# [Exercise]
Each entry below should be reproduced character for character.

[Saved data entries]
__________

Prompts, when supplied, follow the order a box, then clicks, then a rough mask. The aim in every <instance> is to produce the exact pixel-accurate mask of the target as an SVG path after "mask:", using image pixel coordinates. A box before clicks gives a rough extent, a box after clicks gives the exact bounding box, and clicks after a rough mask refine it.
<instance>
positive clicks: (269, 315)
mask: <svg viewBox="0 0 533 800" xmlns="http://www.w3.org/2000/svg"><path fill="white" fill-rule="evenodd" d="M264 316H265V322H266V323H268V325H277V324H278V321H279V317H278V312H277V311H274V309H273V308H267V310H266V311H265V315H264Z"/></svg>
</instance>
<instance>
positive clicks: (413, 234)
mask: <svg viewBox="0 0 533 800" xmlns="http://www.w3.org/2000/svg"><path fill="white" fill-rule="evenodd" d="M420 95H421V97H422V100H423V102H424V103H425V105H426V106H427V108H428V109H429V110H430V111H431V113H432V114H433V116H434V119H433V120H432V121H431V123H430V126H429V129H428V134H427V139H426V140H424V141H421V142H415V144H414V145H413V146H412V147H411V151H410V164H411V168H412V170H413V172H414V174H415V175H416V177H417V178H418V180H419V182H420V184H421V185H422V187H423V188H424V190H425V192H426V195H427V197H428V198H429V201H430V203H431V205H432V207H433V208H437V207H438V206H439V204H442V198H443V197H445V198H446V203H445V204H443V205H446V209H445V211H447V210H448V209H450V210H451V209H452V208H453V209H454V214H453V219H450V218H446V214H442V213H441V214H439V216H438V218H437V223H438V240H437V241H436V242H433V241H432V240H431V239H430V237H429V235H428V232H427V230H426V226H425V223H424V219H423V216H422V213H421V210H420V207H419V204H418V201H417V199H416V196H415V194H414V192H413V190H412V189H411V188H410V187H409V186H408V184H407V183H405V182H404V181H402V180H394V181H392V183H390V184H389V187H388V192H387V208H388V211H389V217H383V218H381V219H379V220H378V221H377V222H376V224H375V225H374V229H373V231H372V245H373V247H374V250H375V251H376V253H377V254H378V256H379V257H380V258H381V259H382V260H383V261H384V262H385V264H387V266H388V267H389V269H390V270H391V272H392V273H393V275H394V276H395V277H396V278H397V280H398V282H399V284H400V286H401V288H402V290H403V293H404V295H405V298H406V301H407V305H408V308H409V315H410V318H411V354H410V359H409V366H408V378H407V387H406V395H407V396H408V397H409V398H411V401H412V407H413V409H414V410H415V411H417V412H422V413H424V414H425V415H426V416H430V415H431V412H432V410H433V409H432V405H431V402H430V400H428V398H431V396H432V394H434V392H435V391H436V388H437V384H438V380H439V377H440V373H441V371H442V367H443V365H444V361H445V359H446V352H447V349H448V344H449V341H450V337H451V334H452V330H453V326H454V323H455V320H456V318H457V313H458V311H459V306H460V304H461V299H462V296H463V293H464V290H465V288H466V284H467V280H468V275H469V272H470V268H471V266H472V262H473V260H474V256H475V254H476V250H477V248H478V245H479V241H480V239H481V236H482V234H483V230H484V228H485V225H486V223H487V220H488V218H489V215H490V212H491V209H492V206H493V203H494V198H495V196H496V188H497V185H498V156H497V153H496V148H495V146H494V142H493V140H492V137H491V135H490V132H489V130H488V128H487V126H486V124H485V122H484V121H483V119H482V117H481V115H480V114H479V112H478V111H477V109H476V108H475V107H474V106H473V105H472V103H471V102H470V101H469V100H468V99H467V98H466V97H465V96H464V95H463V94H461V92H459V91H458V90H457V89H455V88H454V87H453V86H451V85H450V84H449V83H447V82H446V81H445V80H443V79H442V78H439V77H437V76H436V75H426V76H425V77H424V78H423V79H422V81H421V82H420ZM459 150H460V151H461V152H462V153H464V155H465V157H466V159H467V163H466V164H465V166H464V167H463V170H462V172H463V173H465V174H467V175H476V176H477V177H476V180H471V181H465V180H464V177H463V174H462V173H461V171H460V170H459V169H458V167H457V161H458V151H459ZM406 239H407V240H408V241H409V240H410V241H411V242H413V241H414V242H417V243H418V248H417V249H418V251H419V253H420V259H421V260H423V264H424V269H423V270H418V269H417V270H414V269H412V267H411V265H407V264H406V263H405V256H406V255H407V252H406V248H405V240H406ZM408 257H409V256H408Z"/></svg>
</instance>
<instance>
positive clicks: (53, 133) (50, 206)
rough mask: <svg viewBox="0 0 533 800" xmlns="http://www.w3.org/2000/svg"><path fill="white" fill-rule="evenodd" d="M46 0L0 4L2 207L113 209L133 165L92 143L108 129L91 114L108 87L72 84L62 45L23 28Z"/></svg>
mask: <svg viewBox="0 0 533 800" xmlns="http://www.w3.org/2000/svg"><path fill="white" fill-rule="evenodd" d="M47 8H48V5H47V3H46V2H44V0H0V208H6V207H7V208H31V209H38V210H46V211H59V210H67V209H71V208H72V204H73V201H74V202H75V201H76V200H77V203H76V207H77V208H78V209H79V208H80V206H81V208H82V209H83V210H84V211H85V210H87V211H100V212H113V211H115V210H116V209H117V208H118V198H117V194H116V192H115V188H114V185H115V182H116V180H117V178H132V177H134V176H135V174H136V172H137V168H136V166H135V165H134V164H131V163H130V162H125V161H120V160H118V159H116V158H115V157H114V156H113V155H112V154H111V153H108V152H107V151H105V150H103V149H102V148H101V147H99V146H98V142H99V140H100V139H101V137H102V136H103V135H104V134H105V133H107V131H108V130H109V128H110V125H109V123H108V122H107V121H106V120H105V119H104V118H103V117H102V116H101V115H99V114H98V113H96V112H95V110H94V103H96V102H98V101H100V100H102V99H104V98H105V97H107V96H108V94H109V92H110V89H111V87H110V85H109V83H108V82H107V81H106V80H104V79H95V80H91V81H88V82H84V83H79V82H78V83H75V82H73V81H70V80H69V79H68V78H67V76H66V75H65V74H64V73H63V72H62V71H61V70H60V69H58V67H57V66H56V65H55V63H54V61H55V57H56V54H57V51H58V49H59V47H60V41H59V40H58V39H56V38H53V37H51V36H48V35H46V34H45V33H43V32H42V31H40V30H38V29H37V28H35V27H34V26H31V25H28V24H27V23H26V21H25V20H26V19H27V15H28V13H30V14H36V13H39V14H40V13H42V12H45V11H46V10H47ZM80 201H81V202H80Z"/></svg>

__________

# [Expected answer]
Prompts, when supplied, follow the order a box, then clicks, then a rough mask. The aim in every <instance> is to produce the exact pixel-accurate mask of the target as an SVG path after "mask:", using image pixel coordinates. A box before clicks gives a rough extent, a box after clicks gives the exact bounding box, and clicks after a rough mask refine it.
<instance>
positive clicks: (269, 315)
mask: <svg viewBox="0 0 533 800" xmlns="http://www.w3.org/2000/svg"><path fill="white" fill-rule="evenodd" d="M264 316H265V322H266V323H268V325H277V324H278V321H279V317H278V312H277V311H274V309H273V308H267V310H266V311H265V315H264Z"/></svg>
</instance>
<instance>
positive clicks: (413, 234)
mask: <svg viewBox="0 0 533 800" xmlns="http://www.w3.org/2000/svg"><path fill="white" fill-rule="evenodd" d="M420 95H421V97H422V100H423V102H424V103H425V105H426V106H427V108H428V109H429V110H430V111H431V113H432V114H433V116H434V119H433V120H432V121H431V123H430V126H429V129H428V134H427V139H426V140H424V141H421V142H415V144H414V145H413V146H412V147H411V151H410V164H411V168H412V170H413V172H414V174H415V175H416V177H417V178H418V180H419V182H420V184H421V185H422V187H423V188H424V190H425V192H426V195H427V197H428V198H429V201H430V203H431V205H432V207H433V208H437V207H438V206H439V204H442V198H443V197H445V198H446V203H445V204H443V205H446V209H445V211H447V210H448V209H450V210H451V209H452V208H453V209H454V214H453V219H450V218H446V214H442V213H441V214H439V216H438V218H437V223H438V240H437V241H436V242H433V241H432V240H431V239H430V237H429V235H428V232H427V230H426V226H425V223H424V219H423V216H422V213H421V210H420V207H419V204H418V201H417V199H416V196H415V194H414V192H413V190H412V189H411V188H410V187H409V186H408V184H407V183H405V182H404V181H402V180H394V181H392V183H390V184H389V187H388V192H387V208H388V211H389V217H383V218H381V219H379V220H378V221H377V222H376V224H375V225H374V229H373V231H372V245H373V247H374V250H375V251H376V253H377V254H378V256H379V257H380V258H381V259H382V260H383V261H384V262H385V264H387V266H388V267H389V269H390V270H391V272H392V273H393V275H394V276H395V277H396V278H397V280H398V282H399V284H400V286H401V288H402V290H403V293H404V295H405V298H406V301H407V305H408V308H409V315H410V318H411V354H410V359H409V366H408V378H407V387H406V395H407V396H408V397H409V398H411V401H412V407H413V409H414V410H415V411H417V412H422V413H424V414H425V415H426V416H430V415H431V412H432V410H433V409H432V405H431V402H430V400H428V398H431V396H432V394H434V392H435V391H436V388H437V384H438V380H439V377H440V373H441V371H442V367H443V365H444V361H445V359H446V352H447V349H448V344H449V341H450V337H451V334H452V330H453V326H454V323H455V320H456V318H457V313H458V311H459V306H460V304H461V299H462V296H463V293H464V290H465V288H466V284H467V280H468V275H469V272H470V268H471V266H472V262H473V260H474V256H475V254H476V250H477V248H478V245H479V241H480V239H481V236H482V234H483V230H484V228H485V225H486V223H487V220H488V218H489V215H490V212H491V209H492V206H493V203H494V198H495V196H496V188H497V185H498V156H497V153H496V148H495V146H494V142H493V140H492V137H491V135H490V132H489V130H488V128H487V126H486V124H485V122H484V121H483V119H482V117H481V115H480V114H479V112H478V111H477V109H476V108H475V107H474V106H473V105H472V103H471V102H470V101H469V100H468V99H467V98H466V97H465V96H464V95H463V94H461V92H459V91H458V90H457V89H455V88H454V87H453V86H451V85H450V84H449V83H447V82H446V81H445V80H443V79H442V78H439V77H437V76H436V75H426V76H425V77H424V78H423V79H422V81H421V82H420ZM459 150H460V151H461V152H462V153H464V155H465V157H466V159H467V163H466V164H465V166H464V167H463V170H462V172H463V173H465V174H467V175H476V176H477V177H476V180H471V181H465V180H464V177H463V174H462V173H461V171H460V170H459V169H458V167H457V161H458V151H459ZM406 239H407V240H408V241H409V240H410V241H411V242H413V241H414V242H417V243H418V248H417V249H418V251H419V253H420V259H421V260H423V264H424V269H423V270H418V269H417V270H414V269H412V267H411V265H407V264H406V263H405V256H406V255H407V252H406V248H405V240H406ZM408 257H409V256H408Z"/></svg>
</instance>
<instance>
positive clicks: (53, 133) (50, 206)
rough mask: <svg viewBox="0 0 533 800" xmlns="http://www.w3.org/2000/svg"><path fill="white" fill-rule="evenodd" d="M46 0L0 4L2 207L113 209L133 165L92 143L108 129L91 114L108 87L72 84L62 45L23 28Z"/></svg>
mask: <svg viewBox="0 0 533 800" xmlns="http://www.w3.org/2000/svg"><path fill="white" fill-rule="evenodd" d="M47 8H48V5H47V3H46V2H44V0H0V208H6V207H7V208H31V209H38V210H46V211H59V210H67V209H71V208H72V204H73V201H74V202H75V201H76V200H77V203H76V207H77V208H78V209H79V208H80V206H81V208H82V209H83V210H84V211H85V210H87V211H100V212H113V211H115V210H116V209H117V208H118V198H117V194H116V192H115V188H114V185H115V182H116V180H117V178H132V177H134V176H135V174H136V172H137V168H136V166H135V165H134V164H131V163H130V162H125V161H120V160H118V159H116V158H115V157H114V156H113V155H112V154H111V153H108V152H107V151H105V150H103V149H102V148H101V147H99V146H98V142H99V140H100V139H101V137H102V136H103V135H104V134H105V133H107V131H108V130H109V128H110V125H109V123H108V122H107V121H106V120H105V119H104V118H103V117H102V116H101V115H99V114H98V113H96V112H95V110H94V103H96V102H98V101H100V100H102V99H104V98H105V97H107V96H108V94H109V92H110V89H111V87H110V85H109V83H108V82H107V81H106V80H104V79H95V80H91V81H88V82H84V83H79V82H78V83H75V82H73V81H70V80H69V79H68V78H67V76H66V75H65V74H64V73H63V72H62V71H61V70H60V69H58V67H57V66H56V65H55V63H54V61H55V57H56V54H57V51H58V49H59V47H60V41H59V40H58V39H56V38H53V37H51V36H48V35H46V34H45V33H43V32H42V31H40V30H38V29H37V28H35V27H34V26H31V25H28V24H27V23H26V21H25V20H26V19H27V15H28V13H30V14H36V13H39V14H40V13H42V12H45V11H46V10H47ZM80 201H81V202H80Z"/></svg>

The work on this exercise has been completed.